**Tasks to perform**.
1. In the job-description essay, rewrite the paragraph beginning "To be fair, someone else wrote a job description" more concisely, keeping its main facts.
2. Return the passage of the job-description essay from "To be fair, someone" up to and including "it for years.".
3. In the job-description essay, what did the writer's one-up say he expected from the writer early on?
--- start of Selected passage ---
Have you heard the advice “Do what you love, and you’ll never work another day in your life”? Or how about the Japanese concept of Ikigai, where you should find the intersection of what you love, what you’re good at, what the world needs, and what you can get paid for, and do that? (My apologies for what I’m sure is an awful attempt to sum up a philosophy in one sentence.)
I have. I read those advice pieces regularly, wonder if there’s room to refine where I’ve ended up, and then shrug and go back to the job I really like (most of the time) which pays the bills (as long as I’m not too extravagant). I’ve done OK by those measures – perhaps better than most. But I’ve always wondered whether it’s actually useful advice? As a trite throw-away line, I’m pretty sure it isn’t – but if you go a little deeper I believe there’s something useful there.
This article is going to go a little deeper – but first I need to set some context. “Show, don’t tell” doesn’t just apply to fiction. If you really want to skip the rambling and get to the actual point, scroll down to the section titled “The Actual Point”.
Writing My Own Job Description
I’m leaving my job shortly. As I write this, I have one week left. The job I’m leaving is a “management” role (it says so in my job title!) and I was the first person in the role. I didn’t start the team, nor was I the first person to have play a leadership role on the team, but I was the first one to play a purely-overhead, non-developer role (although when I started, there was an intent from both sides that I would be on the tools).
That means I got to write the job description.
To be fair, someone else wrote a job description before I took the role – but they hadn’t done the job, and they didn’t really have a deep understanding of what would be involved. The role started as an informal one: I was a senior consultant, and the job was a team lead one – but for a particular long-term team, rather than our usual temporary project teams. Later, the role was formalised, and I applied for it, interviewed, and officially became “Regional Manager” (to some minor applause and a significant number of The Office jokes). I won’t dig up the original job description, because it’s just not relevant – I don’t think I even read it when I applied. It certainly didn’t guide what I did. I knew what needed to be done: I’d already been doing it for years.
Having recently resigned, and needing to help find the right person to replace me, I sat down to describe what I actually do. I thought about what my one-up had said when I asked what he expected from me early on. “Happy clients, happy team.” Great advice, but a four-word job description probably won’t cut it! Perhaps reasonably, I started reviewing all the things I spend my time on. First at the day-to-day level, then at the monthly level, then the longer-term things. I looked at what changes I’d helped achieve, and thought about how I helped achieve them. If I can find someone who can keep doing the things I’ve been doing for the past few years, I thought, they’ll keep achieving the success I’ve been achieving!
--- end of Selected passage ---
--- start of Provided data ---
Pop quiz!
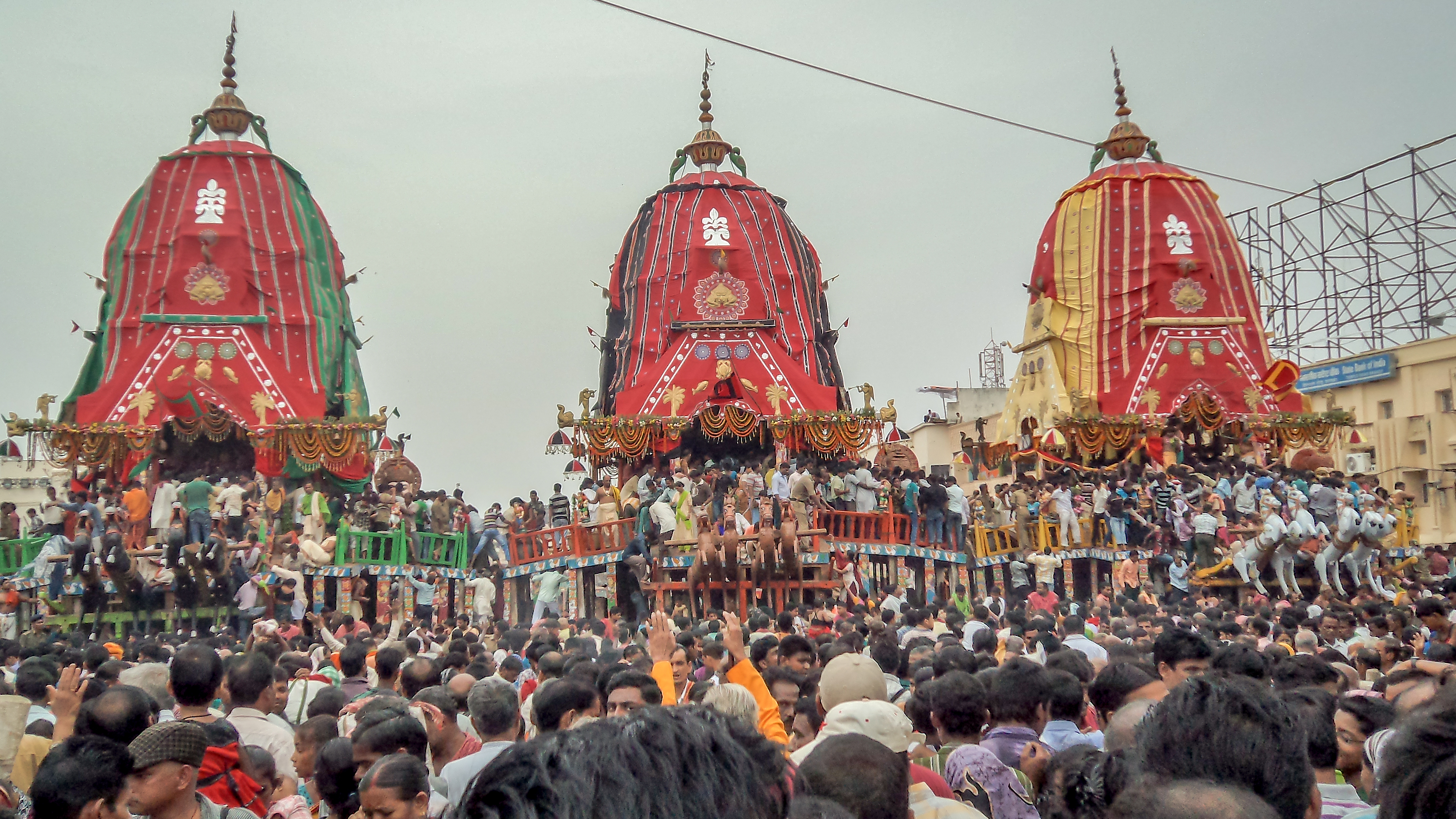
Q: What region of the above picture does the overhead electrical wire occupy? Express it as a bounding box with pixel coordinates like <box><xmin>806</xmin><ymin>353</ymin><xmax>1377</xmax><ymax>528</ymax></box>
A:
--- end of Provided data ---
**Answers to the exercise**.
1. Someone who had never done the job, and who lacked a deep understanding of it, wrote a job description before the writer took the role. The role began informally: the writer, a senior consultant, served as team lead for a particular long-term team rather than one of the usual temporary project teams. When the role was formalized, the writer applied, interviewed, and officially became "Regional Manager," which drew some minor applause and many jokes about The Office. The original description isn't relevant and probably went unread. It didn't guide the work, because the writer had already been doing the job for years.

2.
To be fair, someone else wrote a job description before I took the role – but they hadn’t done the job, and they didn’t really have a deep understanding of what would be involved. The role started as an informal one: I was a senior consultant, and the job was a team lead one – but for a particular long-term team, rather than our usual temporary project teams. Later, the role was formalised, and I applied for it, interviewed, and officially became “Regional Manager” (to some minor applause and a significant number of The Office jokes). I won’t dig up the original job description, because it’s just not relevant – I don’t think I even read it when I applied. It certainly didn’t guide what I did. I knew what needed to be done: I’d already been doing it for years.

3. "Happy clients, happy team."